What you are asked to do - Render every line of the data below as a numbered list, omitting blank lines and leaving the pictures out.

Records for processing -
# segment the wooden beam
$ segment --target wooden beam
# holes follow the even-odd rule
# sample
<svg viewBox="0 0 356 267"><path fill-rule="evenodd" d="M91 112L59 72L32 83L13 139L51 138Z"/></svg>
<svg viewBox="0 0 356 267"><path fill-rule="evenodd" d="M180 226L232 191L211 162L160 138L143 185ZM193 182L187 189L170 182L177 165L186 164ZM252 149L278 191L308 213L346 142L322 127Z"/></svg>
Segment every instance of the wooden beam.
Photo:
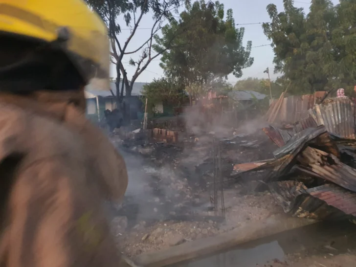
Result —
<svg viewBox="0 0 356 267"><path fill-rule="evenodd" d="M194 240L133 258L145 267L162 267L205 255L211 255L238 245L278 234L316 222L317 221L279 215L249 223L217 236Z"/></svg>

Finished exercise -
1. # segment the wooden beam
2. $ segment --target wooden beam
3. # holes follow the even-odd rule
4. # sample
5. <svg viewBox="0 0 356 267"><path fill-rule="evenodd" d="M91 112L59 72L32 83L13 139L51 138Z"/></svg>
6. <svg viewBox="0 0 356 267"><path fill-rule="evenodd" d="M180 226L232 191L211 162L160 138L143 185ZM193 182L187 189L170 182L177 165L186 164ZM252 149L278 191L308 213L346 142L322 127Z"/></svg>
7. Segment every instance of the wooden beam.
8. Photo:
9. Result —
10. <svg viewBox="0 0 356 267"><path fill-rule="evenodd" d="M194 240L133 258L145 267L162 267L205 255L211 255L238 245L278 234L316 222L317 221L279 215L249 223L217 236Z"/></svg>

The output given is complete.